PROBLEM REQUIREMENTS: Reproduce every one of the records below verbatim, omitting the pictures.

[Start of DATA SUPPLIED]

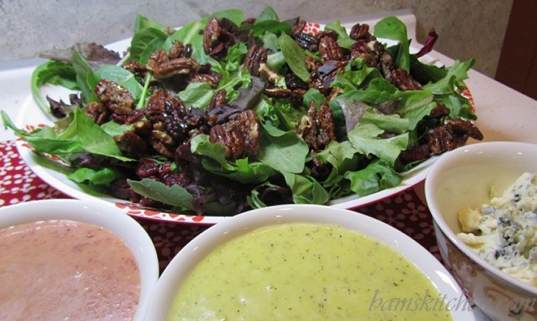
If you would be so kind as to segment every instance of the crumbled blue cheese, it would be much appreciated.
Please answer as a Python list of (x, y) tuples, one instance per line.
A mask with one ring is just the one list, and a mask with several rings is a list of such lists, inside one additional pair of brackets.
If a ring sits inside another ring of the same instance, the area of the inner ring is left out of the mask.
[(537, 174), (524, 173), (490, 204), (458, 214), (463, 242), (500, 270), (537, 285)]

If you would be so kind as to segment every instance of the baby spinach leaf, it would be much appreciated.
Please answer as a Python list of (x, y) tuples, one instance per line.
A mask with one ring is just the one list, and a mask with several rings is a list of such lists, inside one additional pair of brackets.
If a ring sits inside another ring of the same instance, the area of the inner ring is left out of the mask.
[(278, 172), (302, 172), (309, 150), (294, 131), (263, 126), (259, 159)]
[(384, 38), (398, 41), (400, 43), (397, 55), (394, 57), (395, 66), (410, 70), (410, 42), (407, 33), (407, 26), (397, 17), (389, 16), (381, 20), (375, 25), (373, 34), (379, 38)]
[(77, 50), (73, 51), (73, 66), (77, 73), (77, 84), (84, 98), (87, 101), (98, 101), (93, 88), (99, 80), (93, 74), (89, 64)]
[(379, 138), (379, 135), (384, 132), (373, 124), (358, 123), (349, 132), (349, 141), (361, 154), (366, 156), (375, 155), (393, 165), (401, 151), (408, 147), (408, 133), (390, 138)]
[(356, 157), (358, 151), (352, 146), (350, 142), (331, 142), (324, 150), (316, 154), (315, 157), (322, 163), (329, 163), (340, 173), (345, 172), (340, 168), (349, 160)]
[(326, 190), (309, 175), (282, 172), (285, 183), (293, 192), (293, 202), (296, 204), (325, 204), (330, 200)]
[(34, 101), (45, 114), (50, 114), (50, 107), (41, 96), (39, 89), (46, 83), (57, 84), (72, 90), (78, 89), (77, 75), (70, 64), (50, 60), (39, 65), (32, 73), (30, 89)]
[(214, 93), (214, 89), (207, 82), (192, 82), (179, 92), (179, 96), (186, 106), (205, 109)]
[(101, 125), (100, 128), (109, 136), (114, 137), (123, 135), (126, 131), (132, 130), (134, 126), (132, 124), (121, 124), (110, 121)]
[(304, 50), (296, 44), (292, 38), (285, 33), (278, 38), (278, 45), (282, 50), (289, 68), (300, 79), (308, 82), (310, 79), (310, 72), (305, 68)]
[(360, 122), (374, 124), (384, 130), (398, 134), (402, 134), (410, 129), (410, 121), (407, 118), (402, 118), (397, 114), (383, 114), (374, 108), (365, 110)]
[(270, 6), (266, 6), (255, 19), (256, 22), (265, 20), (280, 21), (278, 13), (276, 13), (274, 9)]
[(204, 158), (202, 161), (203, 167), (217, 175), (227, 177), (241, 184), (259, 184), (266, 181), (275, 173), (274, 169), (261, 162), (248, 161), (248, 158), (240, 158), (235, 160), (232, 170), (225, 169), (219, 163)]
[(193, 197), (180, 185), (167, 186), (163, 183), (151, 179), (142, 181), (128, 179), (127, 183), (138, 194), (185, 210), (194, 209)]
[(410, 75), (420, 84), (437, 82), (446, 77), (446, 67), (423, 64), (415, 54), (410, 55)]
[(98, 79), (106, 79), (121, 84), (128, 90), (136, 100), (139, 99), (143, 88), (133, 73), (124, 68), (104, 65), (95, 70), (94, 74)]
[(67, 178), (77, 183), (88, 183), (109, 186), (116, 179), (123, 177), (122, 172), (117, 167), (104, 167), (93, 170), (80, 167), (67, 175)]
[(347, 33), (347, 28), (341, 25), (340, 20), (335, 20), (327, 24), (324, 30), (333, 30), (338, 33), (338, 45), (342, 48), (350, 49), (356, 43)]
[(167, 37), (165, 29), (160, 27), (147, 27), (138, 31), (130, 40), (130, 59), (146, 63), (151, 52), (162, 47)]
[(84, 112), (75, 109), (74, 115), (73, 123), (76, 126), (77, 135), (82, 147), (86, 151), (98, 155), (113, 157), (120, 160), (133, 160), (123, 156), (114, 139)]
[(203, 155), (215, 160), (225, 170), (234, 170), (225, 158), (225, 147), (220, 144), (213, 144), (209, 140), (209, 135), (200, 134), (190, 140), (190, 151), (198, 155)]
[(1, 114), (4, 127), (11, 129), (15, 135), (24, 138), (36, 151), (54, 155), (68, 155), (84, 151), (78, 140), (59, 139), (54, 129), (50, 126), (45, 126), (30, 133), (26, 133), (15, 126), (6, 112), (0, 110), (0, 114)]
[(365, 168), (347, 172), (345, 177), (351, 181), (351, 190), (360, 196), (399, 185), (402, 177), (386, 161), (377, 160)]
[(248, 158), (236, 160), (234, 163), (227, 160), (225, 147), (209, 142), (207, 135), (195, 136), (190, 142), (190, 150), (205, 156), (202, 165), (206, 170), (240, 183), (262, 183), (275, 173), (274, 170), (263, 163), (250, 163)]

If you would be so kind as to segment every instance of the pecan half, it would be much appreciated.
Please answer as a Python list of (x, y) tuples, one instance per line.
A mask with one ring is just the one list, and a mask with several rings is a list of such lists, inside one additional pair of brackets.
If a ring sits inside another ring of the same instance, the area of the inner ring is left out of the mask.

[End of DATA SUPPLIED]

ANSWER IN FULL:
If you would be so kind as to segment every instance of the crumbled blue cheese, it would be much appreciated.
Please answer as a Python list of (x, y) tuples, one instance per line.
A mask with one ring is just the one list, and a mask with several rings is a list of such lists, inside one additional pair of brackets.
If a ring sits inside another ring of the same instance, the area of the inner ring is left out of the mask.
[(537, 174), (524, 173), (490, 204), (458, 214), (463, 242), (500, 270), (537, 285)]

If you would be so kind as to segment every instance of the baby spinach leaf, it would be much appreciated.
Please answer as a Python list of (x, y) tuples, one instance per line.
A mask with one ring is just the one list, and a mask with several rings is a list of such lists, inside one additional pair of brackets.
If a ring sits inside another ring of the same instance, the area of the inner ring is left out of the mask.
[(278, 172), (302, 172), (309, 150), (294, 131), (263, 126), (259, 159)]
[(384, 38), (398, 41), (400, 43), (397, 55), (394, 57), (395, 66), (410, 70), (410, 42), (407, 33), (407, 26), (397, 17), (389, 16), (381, 20), (375, 25), (373, 34), (379, 38)]
[(77, 50), (73, 51), (73, 66), (77, 73), (77, 84), (84, 98), (87, 101), (98, 101), (93, 88), (99, 80), (93, 74), (89, 64)]
[(379, 138), (379, 135), (384, 132), (373, 124), (358, 123), (349, 132), (349, 141), (361, 154), (366, 156), (375, 155), (393, 165), (401, 151), (408, 147), (408, 133), (390, 138)]
[(356, 157), (358, 151), (352, 146), (350, 142), (331, 142), (324, 150), (316, 154), (315, 157), (322, 163), (329, 163), (340, 173), (345, 172), (340, 168), (349, 160)]
[(326, 190), (309, 175), (282, 172), (285, 183), (293, 192), (293, 202), (296, 204), (325, 204), (330, 200)]
[(34, 101), (45, 114), (50, 114), (50, 107), (41, 96), (39, 89), (46, 83), (57, 84), (72, 90), (78, 89), (77, 75), (70, 64), (50, 60), (39, 65), (32, 73), (30, 89)]
[(214, 93), (214, 89), (207, 82), (192, 82), (179, 92), (179, 96), (186, 106), (205, 109)]
[(101, 125), (100, 128), (109, 136), (114, 137), (123, 135), (126, 131), (132, 130), (134, 126), (132, 124), (121, 124), (110, 121)]
[(304, 50), (296, 44), (292, 38), (285, 33), (278, 38), (278, 45), (282, 50), (289, 68), (300, 79), (308, 82), (310, 79), (310, 72), (305, 68)]
[(360, 122), (374, 124), (384, 130), (398, 134), (402, 134), (410, 129), (410, 121), (407, 118), (402, 118), (397, 114), (383, 114), (374, 108), (365, 110)]
[(270, 6), (266, 6), (255, 19), (256, 22), (265, 20), (280, 21), (278, 13), (276, 13), (274, 9)]
[(204, 158), (202, 161), (203, 167), (217, 175), (227, 177), (241, 184), (259, 184), (266, 181), (275, 173), (274, 169), (261, 162), (248, 161), (248, 158), (240, 158), (235, 160), (232, 170), (225, 169), (219, 163)]
[(193, 197), (180, 185), (167, 186), (163, 183), (151, 179), (142, 181), (128, 179), (127, 183), (138, 194), (185, 210), (194, 209)]
[(410, 75), (420, 84), (437, 82), (446, 77), (446, 67), (423, 64), (415, 54), (410, 55)]
[(98, 79), (106, 79), (121, 84), (128, 90), (136, 100), (139, 99), (143, 88), (133, 73), (124, 68), (104, 65), (95, 70), (94, 74)]
[(67, 178), (77, 183), (88, 183), (109, 186), (116, 179), (123, 177), (122, 172), (117, 167), (104, 167), (93, 170), (80, 167), (67, 175)]
[(347, 33), (347, 28), (341, 25), (340, 20), (335, 20), (327, 24), (324, 30), (333, 30), (338, 33), (338, 45), (342, 48), (350, 49), (356, 43)]
[(167, 37), (165, 29), (160, 27), (147, 27), (138, 31), (130, 40), (130, 59), (146, 63), (151, 52), (162, 47)]
[(84, 112), (75, 109), (74, 115), (73, 123), (76, 126), (77, 135), (82, 147), (86, 151), (98, 155), (113, 157), (120, 160), (133, 160), (123, 156), (114, 139)]
[(203, 155), (215, 160), (225, 170), (234, 170), (225, 158), (225, 147), (220, 144), (213, 144), (209, 140), (209, 135), (200, 134), (190, 140), (190, 151), (198, 155)]
[(1, 114), (4, 127), (11, 129), (15, 135), (24, 138), (36, 151), (54, 155), (68, 155), (84, 151), (78, 140), (59, 139), (54, 129), (50, 126), (45, 126), (30, 133), (26, 133), (15, 126), (6, 112), (0, 110), (0, 114)]
[(365, 168), (347, 172), (345, 177), (351, 181), (351, 190), (360, 196), (399, 185), (402, 177), (386, 161), (377, 160)]
[(248, 158), (236, 160), (234, 163), (227, 160), (225, 147), (209, 142), (207, 135), (195, 136), (190, 142), (190, 150), (205, 156), (202, 165), (206, 170), (240, 183), (262, 183), (275, 173), (274, 170), (263, 163), (250, 163)]

If you would be so kind as to segment every instance of the pecan half, it would be much appreciated.
Please answer as a Python list of (x, y) tuples, one instance per line.
A mask with one ring is just the one list, and a mask with several rings is a list of such lists, inside one additional pair of brackets.
If a ring sits inside another ring of the same instance, the area of the inner ring is left out of the mask.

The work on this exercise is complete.